The entries that follow should be written out exactly.

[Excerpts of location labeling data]
↓↓↓

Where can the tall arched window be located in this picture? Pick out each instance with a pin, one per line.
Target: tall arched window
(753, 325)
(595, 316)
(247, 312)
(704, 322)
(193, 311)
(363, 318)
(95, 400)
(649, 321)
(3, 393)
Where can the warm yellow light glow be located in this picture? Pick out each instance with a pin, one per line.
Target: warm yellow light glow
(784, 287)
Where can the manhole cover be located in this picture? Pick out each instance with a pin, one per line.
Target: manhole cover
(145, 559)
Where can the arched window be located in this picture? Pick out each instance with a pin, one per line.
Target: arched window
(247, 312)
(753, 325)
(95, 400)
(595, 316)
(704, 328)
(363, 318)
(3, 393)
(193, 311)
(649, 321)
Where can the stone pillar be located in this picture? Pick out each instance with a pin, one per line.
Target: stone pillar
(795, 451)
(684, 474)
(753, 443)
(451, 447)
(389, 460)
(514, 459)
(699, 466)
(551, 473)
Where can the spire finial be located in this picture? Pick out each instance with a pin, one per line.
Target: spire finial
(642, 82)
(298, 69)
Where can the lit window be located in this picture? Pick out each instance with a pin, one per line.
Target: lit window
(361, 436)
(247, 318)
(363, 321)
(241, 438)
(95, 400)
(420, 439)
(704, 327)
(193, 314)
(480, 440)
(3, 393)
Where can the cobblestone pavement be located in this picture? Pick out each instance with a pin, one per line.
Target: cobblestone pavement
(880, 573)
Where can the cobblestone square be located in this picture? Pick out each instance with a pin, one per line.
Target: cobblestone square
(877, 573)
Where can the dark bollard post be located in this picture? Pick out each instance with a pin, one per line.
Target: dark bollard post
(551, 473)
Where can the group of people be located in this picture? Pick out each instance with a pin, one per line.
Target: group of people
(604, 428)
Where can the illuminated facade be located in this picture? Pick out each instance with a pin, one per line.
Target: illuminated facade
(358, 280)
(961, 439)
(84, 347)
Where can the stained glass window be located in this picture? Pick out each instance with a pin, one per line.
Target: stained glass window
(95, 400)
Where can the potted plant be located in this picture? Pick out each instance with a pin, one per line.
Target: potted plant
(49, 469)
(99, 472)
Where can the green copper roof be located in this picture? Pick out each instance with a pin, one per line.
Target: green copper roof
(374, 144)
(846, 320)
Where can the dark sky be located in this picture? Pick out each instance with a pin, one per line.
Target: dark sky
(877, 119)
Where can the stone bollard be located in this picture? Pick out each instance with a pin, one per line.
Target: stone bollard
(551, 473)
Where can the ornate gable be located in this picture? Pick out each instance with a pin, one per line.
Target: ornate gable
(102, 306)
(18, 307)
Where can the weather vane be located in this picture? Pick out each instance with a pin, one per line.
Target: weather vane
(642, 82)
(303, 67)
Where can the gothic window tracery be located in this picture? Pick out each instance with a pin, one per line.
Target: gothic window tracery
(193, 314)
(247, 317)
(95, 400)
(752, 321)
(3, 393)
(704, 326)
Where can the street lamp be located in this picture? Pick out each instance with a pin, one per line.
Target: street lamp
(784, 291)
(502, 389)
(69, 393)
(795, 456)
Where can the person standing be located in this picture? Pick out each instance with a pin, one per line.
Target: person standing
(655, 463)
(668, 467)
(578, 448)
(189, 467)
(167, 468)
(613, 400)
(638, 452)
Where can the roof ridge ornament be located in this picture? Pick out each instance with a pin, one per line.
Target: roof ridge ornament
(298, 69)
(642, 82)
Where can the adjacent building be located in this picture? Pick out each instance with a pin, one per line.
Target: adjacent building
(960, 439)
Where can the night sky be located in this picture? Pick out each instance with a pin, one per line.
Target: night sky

↑↑↑

Answer:
Where can the tall arched window be located in this picture? Pick out each instance with a pin, one per line.
Target: tall arched window
(753, 325)
(595, 316)
(247, 312)
(704, 322)
(193, 311)
(363, 318)
(95, 400)
(649, 321)
(3, 393)
Where can the warm yellow light glow be located in this picture? Pick out each instance with a pin, one per line.
Target: warm yellow light glow
(784, 287)
Where can the manhole cover be located in this picture? Pick out each instance with a pin, one per line.
Target: manhole cover
(145, 559)
Where can the arched window be located in this picture? Pick out each instance with a pin, one per line.
Target: arched window
(247, 312)
(753, 325)
(95, 400)
(595, 316)
(704, 328)
(363, 318)
(3, 393)
(193, 311)
(649, 321)
Where can the stone pillar be located in this picture? Pick out each instance with a pin, one per line.
Target: stone pillar
(795, 451)
(684, 474)
(753, 443)
(451, 447)
(389, 460)
(514, 459)
(699, 466)
(551, 473)
Where can the spire finial be located in this picture? Pick out each instance with a pin, one per line.
Target: spire finial
(642, 82)
(298, 69)
Where can the lit window be located in this picture? Pick out each instance with a pin, one per line.
Target: lit window
(361, 436)
(247, 318)
(363, 321)
(241, 438)
(95, 400)
(420, 439)
(704, 327)
(193, 314)
(480, 440)
(3, 393)
Where can the cobblestone pavement be located in this picture? Pick out each instance with a pin, one per line.
Target: cobblestone pavement
(880, 573)
Where can the cobblestone square be located in this picture? Pick out each instance with a pin, one per line.
Target: cobblestone square
(877, 573)
Where can the dark bollard post be located in this picture? Pick out each instance with a pin, one per line.
Target: dark bollard post
(551, 473)
Where can the group of people be located in this picture? Pick out each instance with a pin, one per line.
Target: group of people
(604, 428)
Where can the illuminated facade be located in this picture? Pick out each instance with a pin, one per line.
Target: illuminated facade
(358, 280)
(961, 439)
(84, 347)
Where can the stained glass window be located in this picture? Pick out each instance with a pin, one per line.
Target: stained glass window
(95, 400)
Where can the potted plant be located in this picture? Pick out each instance with a pin, one per line.
Target: potted plant
(49, 469)
(99, 472)
Where can the green copper roof be located in this picture? Pick out each instance with a pin, one per line.
Target: green copper roof
(374, 144)
(846, 320)
Where can the dark sky be located in this picture? Pick out each instance with a pin, one per line.
Target: dark sky
(877, 119)
Where can the stone bollard be located in this picture? Pick out each instance with a pin, one per line.
Target: stone bollard
(551, 473)
Where can the ornate gable be located in this picture? Pick out each instance with a pin, one per line.
Target: ornate gable
(102, 306)
(18, 307)
Where can the weather vane be located in this picture? Pick out each instance with a pin, one per line.
Target: weather vane
(642, 82)
(303, 67)
Where can the gothic window tracery be located in this picture? Pick out each instance with a pin, one per line.
Target: gothic window tracery
(193, 314)
(247, 317)
(95, 400)
(752, 321)
(3, 393)
(704, 326)
Where can the street lamp be located in this picture? Pick out each instance with a pin, one per line.
Target: street lamp
(784, 291)
(502, 389)
(69, 393)
(795, 456)
Where can the person standing be located in this picture? Pick out each instance with a pin, one per line.
Target: person standing
(655, 463)
(668, 467)
(578, 448)
(189, 467)
(167, 468)
(613, 400)
(638, 452)
Where can the roof ridge ornament be located in this picture? Pick out each instance with a pin, one per line.
Target: roof ridge ornament
(298, 69)
(642, 82)
Where can the adjacent building be located in this picture? Pick out each instance with a pin, one per line.
Target: adjacent building
(960, 439)
Where can the night sky be located in this picture? Pick out each instance with a pin, one per line.
Target: night sky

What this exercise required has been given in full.